Reproduce word for word the section of the fort rescue account starting at "The old man took" and ending at "lived in the Fort.".
-- PAGE EXCERPT start --
As soon, however, as it was known in the Fort, that my mother was not in the company, and that she had stayed at home, and that the Indians were steering in that direction, an elderly man by the name of Caleb Lindlay, jumped on his old roan horse, and said that he would bring the old lady into the fort, and put out with all speed until he got to into the bottom, within a hundred rods of the house, when he discovered the Indians raised the yell, after him. The old man also yelled, but the Indians halted. The old man then turned his horse again and called for Captain Rice to come on; we’ll have their scalps immediately, at which the Indians wheeled, and ran across the bottom towards the big hill, and the old man rode up to the barns and called for the old woman, who at hearing the yelling, went into the loft with her gun, and pulled up the ladder, but when she heard the call at the barns, she did not know whether it was friend or foe, but when he remarked that he was afraid they had got her, she then came down with the old rifle gun which she had kept close to her all the time of the noise.

The old man took her on behind him and carried her to the fort. By this time, the men of the fort were in the greatest anxiety, and started about a dozen ran to pursue the Indians, but they could not overtake them. About four months after this, my brother Thomas was born in the Fort. I think this was the last summer that we lived in the Fort.
-- PAGE EXCERPT end --
-- DATA SHOWN start --
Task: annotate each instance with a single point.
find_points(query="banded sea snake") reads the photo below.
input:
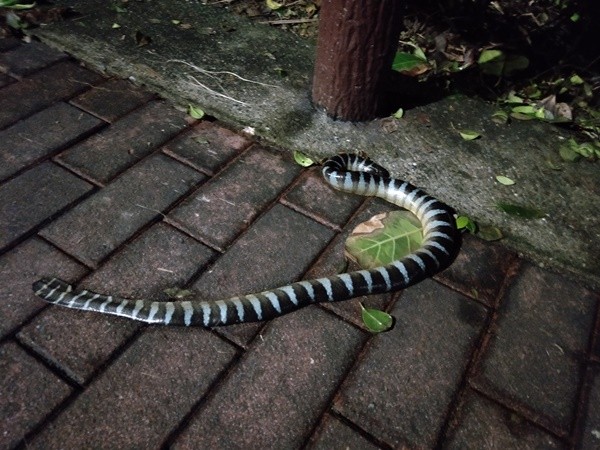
(349, 173)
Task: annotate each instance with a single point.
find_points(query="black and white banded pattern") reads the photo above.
(349, 173)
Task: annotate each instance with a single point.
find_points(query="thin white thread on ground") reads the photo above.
(213, 74)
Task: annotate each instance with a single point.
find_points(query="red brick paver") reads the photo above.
(115, 190)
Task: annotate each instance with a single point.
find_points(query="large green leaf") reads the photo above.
(384, 238)
(407, 61)
(375, 320)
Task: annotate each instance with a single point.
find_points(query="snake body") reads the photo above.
(349, 173)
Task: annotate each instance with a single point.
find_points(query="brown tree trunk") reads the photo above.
(356, 46)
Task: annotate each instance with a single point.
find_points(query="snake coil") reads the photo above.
(346, 172)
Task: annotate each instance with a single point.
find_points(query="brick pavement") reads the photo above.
(116, 190)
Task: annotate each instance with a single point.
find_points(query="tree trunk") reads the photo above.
(356, 46)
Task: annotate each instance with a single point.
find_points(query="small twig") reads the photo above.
(288, 21)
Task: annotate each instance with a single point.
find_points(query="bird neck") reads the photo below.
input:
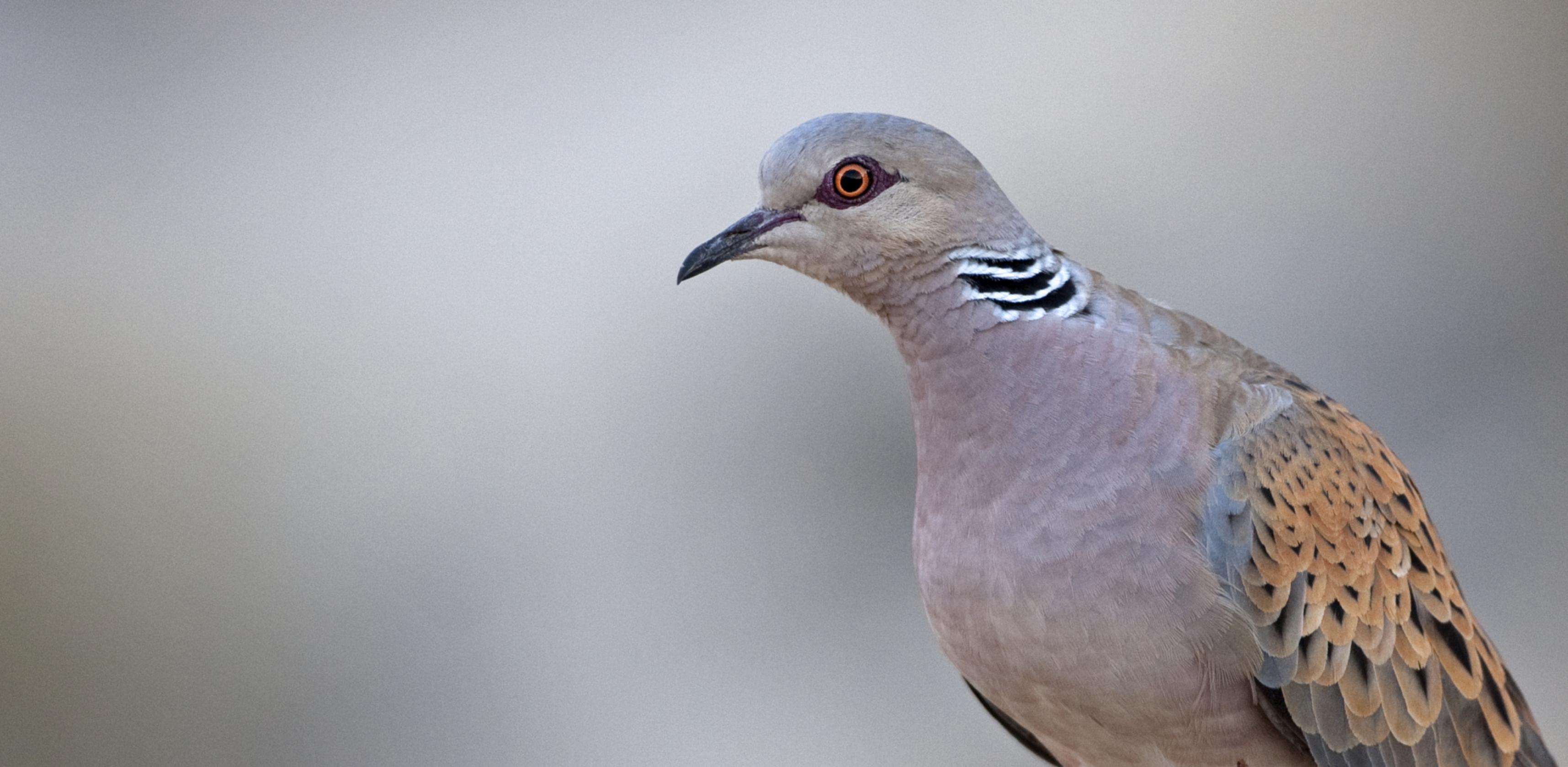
(960, 292)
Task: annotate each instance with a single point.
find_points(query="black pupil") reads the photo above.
(852, 181)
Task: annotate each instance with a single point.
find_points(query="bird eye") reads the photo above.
(852, 181)
(855, 181)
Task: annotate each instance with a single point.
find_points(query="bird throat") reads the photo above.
(1023, 284)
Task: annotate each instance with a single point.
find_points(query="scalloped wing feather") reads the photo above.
(1324, 543)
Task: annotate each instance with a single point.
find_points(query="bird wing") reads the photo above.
(1323, 542)
(1014, 728)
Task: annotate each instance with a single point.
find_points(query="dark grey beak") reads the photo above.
(741, 237)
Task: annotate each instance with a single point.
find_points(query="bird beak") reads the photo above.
(741, 237)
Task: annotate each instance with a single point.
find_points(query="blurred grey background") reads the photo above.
(350, 413)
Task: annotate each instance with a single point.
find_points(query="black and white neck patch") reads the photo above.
(1023, 284)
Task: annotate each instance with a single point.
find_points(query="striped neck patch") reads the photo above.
(1023, 284)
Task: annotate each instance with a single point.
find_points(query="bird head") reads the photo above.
(868, 204)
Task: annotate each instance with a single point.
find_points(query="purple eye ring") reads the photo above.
(855, 181)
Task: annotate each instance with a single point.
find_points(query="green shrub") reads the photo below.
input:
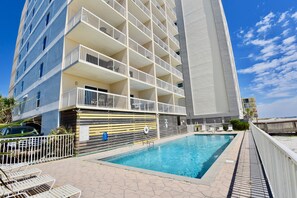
(239, 125)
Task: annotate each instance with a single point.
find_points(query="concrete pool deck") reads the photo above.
(102, 180)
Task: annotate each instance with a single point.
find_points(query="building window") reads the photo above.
(22, 86)
(25, 66)
(38, 99)
(44, 43)
(27, 47)
(47, 19)
(41, 70)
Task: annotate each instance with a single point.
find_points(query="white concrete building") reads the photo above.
(211, 84)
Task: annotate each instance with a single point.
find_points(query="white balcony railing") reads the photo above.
(160, 43)
(159, 24)
(142, 105)
(142, 6)
(280, 164)
(142, 76)
(162, 63)
(87, 17)
(139, 25)
(157, 5)
(175, 55)
(169, 108)
(140, 49)
(117, 6)
(178, 90)
(175, 40)
(84, 98)
(169, 68)
(84, 54)
(164, 85)
(36, 149)
(166, 108)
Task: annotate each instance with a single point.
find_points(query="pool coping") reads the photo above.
(208, 178)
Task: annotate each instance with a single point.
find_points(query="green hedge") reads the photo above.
(239, 125)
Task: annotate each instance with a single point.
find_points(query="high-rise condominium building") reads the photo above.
(100, 66)
(211, 84)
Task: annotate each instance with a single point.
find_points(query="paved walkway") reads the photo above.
(249, 177)
(99, 180)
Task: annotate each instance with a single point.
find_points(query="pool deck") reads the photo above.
(103, 180)
(249, 179)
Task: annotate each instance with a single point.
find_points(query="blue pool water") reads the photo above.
(190, 156)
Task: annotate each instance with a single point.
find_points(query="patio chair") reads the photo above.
(62, 191)
(27, 184)
(14, 175)
(14, 167)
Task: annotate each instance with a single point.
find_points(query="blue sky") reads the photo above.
(264, 44)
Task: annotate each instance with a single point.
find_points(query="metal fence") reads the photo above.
(280, 164)
(38, 149)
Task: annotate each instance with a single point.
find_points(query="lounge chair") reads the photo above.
(27, 184)
(14, 175)
(62, 191)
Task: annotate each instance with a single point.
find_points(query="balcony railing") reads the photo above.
(162, 63)
(80, 97)
(142, 6)
(97, 23)
(84, 54)
(160, 43)
(178, 90)
(175, 55)
(173, 39)
(169, 108)
(117, 6)
(142, 105)
(157, 5)
(139, 25)
(140, 49)
(142, 76)
(169, 68)
(161, 25)
(164, 85)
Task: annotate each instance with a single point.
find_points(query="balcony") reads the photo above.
(171, 109)
(109, 10)
(164, 88)
(176, 60)
(161, 47)
(90, 64)
(89, 30)
(139, 10)
(142, 77)
(142, 105)
(89, 99)
(138, 30)
(178, 91)
(139, 55)
(158, 10)
(159, 28)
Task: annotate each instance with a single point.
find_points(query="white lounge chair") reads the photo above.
(14, 167)
(20, 186)
(14, 175)
(62, 191)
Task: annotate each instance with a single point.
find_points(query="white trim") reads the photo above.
(42, 34)
(41, 110)
(41, 80)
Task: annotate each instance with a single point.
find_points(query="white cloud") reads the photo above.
(294, 15)
(289, 40)
(278, 109)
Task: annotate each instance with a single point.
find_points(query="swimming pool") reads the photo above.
(189, 156)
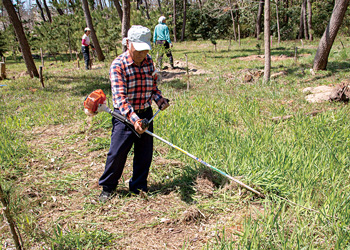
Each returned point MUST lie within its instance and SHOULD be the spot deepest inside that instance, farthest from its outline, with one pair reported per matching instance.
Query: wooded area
(57, 27)
(249, 91)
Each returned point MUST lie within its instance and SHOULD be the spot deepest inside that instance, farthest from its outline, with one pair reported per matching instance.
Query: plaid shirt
(133, 87)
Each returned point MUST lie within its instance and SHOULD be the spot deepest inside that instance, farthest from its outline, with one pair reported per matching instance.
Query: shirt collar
(130, 61)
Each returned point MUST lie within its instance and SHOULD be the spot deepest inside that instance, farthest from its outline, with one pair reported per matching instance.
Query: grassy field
(51, 156)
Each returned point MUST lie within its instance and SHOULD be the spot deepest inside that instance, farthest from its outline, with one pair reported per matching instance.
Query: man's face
(137, 56)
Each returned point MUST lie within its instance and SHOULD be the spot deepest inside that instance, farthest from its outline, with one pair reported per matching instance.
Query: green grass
(224, 122)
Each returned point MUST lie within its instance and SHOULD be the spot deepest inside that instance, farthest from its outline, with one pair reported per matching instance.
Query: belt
(140, 111)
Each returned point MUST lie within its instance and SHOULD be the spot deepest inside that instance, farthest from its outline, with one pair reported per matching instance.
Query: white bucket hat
-- DATA SHOWN end --
**ANSWER TO THE PROBLEM**
The old man took her on behind him and carried her to the fort. By this time, the men of the fort were in the greatest anxiety, and started about a dozen ran to pursue the Indians, but they could not overtake them. About four months after this, my brother Thomas was born in the Fort. I think this was the last summer that we lived in the Fort.